- **WHAT IS REQUIRED**
Apart from the pictures, every entry below should be repeated exactly.

- **RECORDS PROVIDED**
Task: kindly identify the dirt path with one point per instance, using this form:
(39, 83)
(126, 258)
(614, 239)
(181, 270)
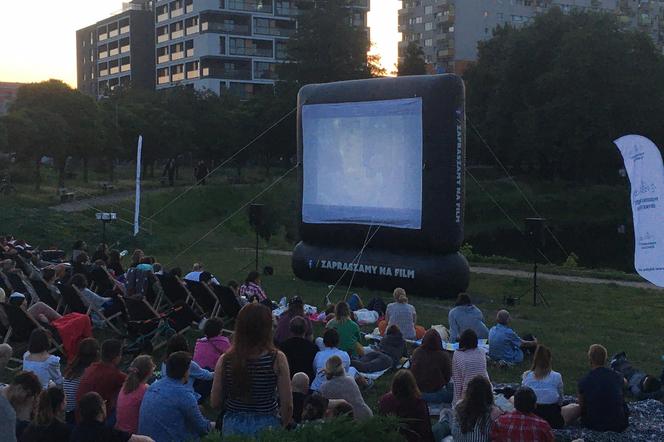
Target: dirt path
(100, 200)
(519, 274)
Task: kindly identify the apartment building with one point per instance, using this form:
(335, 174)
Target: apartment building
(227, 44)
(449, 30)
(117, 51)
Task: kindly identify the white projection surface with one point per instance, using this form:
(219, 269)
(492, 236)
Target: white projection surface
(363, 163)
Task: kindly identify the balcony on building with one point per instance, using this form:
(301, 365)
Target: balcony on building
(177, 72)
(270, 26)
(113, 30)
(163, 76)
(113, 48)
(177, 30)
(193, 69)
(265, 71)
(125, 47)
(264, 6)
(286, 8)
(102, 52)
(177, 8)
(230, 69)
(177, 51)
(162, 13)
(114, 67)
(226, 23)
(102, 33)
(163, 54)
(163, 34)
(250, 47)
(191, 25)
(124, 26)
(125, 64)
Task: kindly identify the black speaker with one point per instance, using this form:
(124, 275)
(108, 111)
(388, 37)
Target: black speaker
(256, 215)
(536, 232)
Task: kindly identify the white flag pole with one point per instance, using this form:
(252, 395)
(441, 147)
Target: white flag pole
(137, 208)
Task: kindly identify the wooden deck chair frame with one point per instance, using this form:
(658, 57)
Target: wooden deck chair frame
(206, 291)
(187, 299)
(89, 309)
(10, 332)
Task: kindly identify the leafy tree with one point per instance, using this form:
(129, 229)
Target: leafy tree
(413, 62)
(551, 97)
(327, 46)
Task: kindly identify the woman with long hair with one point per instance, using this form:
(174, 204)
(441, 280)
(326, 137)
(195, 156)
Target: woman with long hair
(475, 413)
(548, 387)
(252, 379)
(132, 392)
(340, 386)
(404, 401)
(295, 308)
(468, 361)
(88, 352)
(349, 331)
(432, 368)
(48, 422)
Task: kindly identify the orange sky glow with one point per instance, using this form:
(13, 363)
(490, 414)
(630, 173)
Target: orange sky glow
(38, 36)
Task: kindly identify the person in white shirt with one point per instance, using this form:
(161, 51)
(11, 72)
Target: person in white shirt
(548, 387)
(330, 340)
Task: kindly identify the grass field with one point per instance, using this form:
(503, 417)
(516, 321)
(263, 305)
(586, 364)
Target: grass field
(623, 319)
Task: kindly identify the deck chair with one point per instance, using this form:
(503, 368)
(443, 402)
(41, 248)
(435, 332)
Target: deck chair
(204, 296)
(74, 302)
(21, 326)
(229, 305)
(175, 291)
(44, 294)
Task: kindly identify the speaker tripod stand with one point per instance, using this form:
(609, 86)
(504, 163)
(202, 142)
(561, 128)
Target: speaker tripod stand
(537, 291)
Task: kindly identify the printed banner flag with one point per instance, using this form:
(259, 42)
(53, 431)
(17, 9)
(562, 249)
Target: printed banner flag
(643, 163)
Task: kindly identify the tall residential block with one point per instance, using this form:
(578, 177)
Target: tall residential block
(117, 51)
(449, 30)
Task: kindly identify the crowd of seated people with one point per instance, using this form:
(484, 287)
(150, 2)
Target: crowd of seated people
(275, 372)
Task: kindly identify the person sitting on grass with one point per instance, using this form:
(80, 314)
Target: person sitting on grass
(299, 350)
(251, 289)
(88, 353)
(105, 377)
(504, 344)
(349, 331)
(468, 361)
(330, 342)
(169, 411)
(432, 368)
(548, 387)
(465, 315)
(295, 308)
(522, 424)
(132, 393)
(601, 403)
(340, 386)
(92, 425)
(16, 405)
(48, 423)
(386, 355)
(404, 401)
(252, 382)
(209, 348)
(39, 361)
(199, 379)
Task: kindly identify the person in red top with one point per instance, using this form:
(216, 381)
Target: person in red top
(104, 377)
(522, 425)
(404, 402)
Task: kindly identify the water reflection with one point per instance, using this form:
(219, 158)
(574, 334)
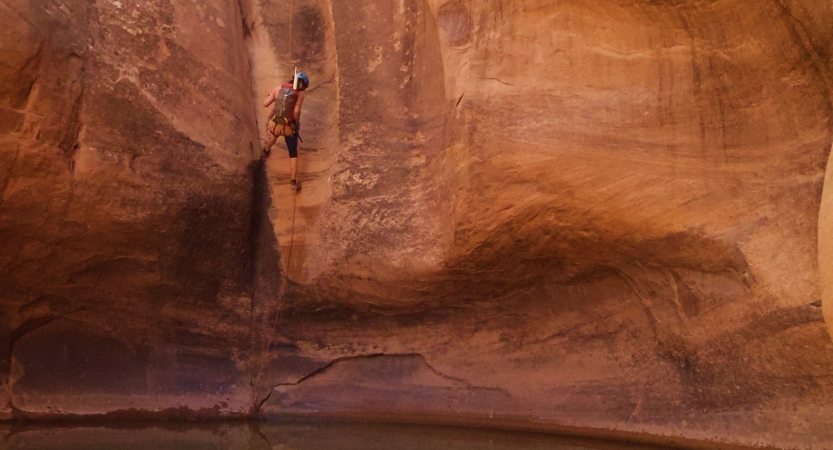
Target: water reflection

- **EXPECTED ANSWER**
Task: kindly identify the dirt path with one point per instance, using this form:
(39, 83)
(126, 258)
(614, 239)
(181, 270)
Target: dirt path
(100, 200)
(519, 274)
Task: kindly identify the apartment building with one point per instance, using this form:
(335, 174)
Target: apartment building
(227, 44)
(449, 30)
(117, 51)
Task: kindly identify the white projection surface with one point per instance, using this form:
(219, 269)
(492, 236)
Target: white projection surface
(363, 163)
Task: kindly identify the balcony on building with one point per instance, using this form:
(301, 365)
Target: balcony on building
(177, 72)
(270, 26)
(113, 30)
(163, 76)
(113, 48)
(177, 30)
(193, 69)
(265, 71)
(125, 47)
(264, 6)
(286, 8)
(102, 52)
(177, 8)
(230, 69)
(177, 51)
(162, 13)
(114, 67)
(226, 23)
(102, 33)
(163, 54)
(163, 34)
(250, 47)
(191, 25)
(124, 26)
(125, 64)
Task: kindly identify the black speaker with one point per instance, using this form:
(124, 275)
(108, 111)
(388, 37)
Target: black speaker
(256, 215)
(536, 232)
Task: kindly identify the white flag pole with one point per instance, using this form:
(252, 395)
(441, 147)
Target: white flag pole
(137, 208)
Task: kindly identify the wooden deck chair frame with one point per instance, using this form:
(658, 57)
Target: wooden deck chair frame
(206, 291)
(187, 299)
(89, 309)
(10, 332)
Task: kindly identify the leafy tree with one point per instance, using this form:
(129, 229)
Target: leafy tree
(413, 62)
(551, 97)
(327, 46)
Task: kindly identify the woman with long hair with one point per instance, using this form:
(174, 204)
(441, 280)
(326, 137)
(195, 156)
Target: woman with long hair
(475, 413)
(548, 387)
(252, 379)
(132, 392)
(340, 386)
(404, 401)
(295, 308)
(468, 361)
(88, 352)
(349, 331)
(432, 368)
(48, 422)
Task: kindly identify the orange sky glow with one point per instance, using this form:
(13, 363)
(490, 414)
(630, 173)
Target: orange sky glow
(38, 36)
Task: kindly identify the person in white shirt with one point per instance, using this form:
(161, 51)
(11, 72)
Target: person in white shirt
(548, 387)
(330, 340)
Task: kindly identify the grass field with one point per instance, using this form:
(503, 417)
(516, 321)
(263, 305)
(586, 364)
Target: grass field
(623, 319)
Task: kindly identify the deck chair with one point per instance, using this form:
(503, 368)
(443, 402)
(41, 248)
(435, 332)
Target: deck chair
(204, 296)
(74, 302)
(21, 326)
(229, 305)
(175, 291)
(44, 294)
Task: kindly identify the speaker tripod stand with one point per instance, using this form:
(609, 86)
(504, 163)
(202, 142)
(561, 128)
Target: speaker tripod stand
(537, 291)
Task: kindly identify the printed banner flag with one point per instance, using this form:
(259, 42)
(53, 431)
(17, 9)
(562, 249)
Target: printed banner flag
(643, 163)
Task: kindly identify the tall residential block with one point per instance, using this form:
(578, 177)
Target: tall residential block
(117, 51)
(449, 30)
Task: kindly identify the crowd of seated people with one point per instance, using this form:
(484, 287)
(150, 2)
Target: crowd of seated people
(275, 372)
Task: kindly identify the person sitting on grass with one point per instance, using this form:
(80, 314)
Target: person sitting on grass
(299, 350)
(251, 289)
(88, 353)
(105, 377)
(504, 344)
(349, 331)
(468, 361)
(330, 342)
(169, 411)
(432, 368)
(548, 387)
(465, 315)
(295, 308)
(522, 424)
(132, 393)
(601, 403)
(340, 386)
(92, 425)
(16, 405)
(48, 423)
(386, 355)
(404, 401)
(252, 382)
(209, 348)
(39, 361)
(199, 379)
Task: kindly identify the person in red top with one point per instance, using this form:
(216, 381)
Target: person in red top
(104, 377)
(522, 425)
(404, 402)
Task: kindly identify the water reflection with one point per instance, using this form:
(219, 158)
(574, 334)
Target: water reflection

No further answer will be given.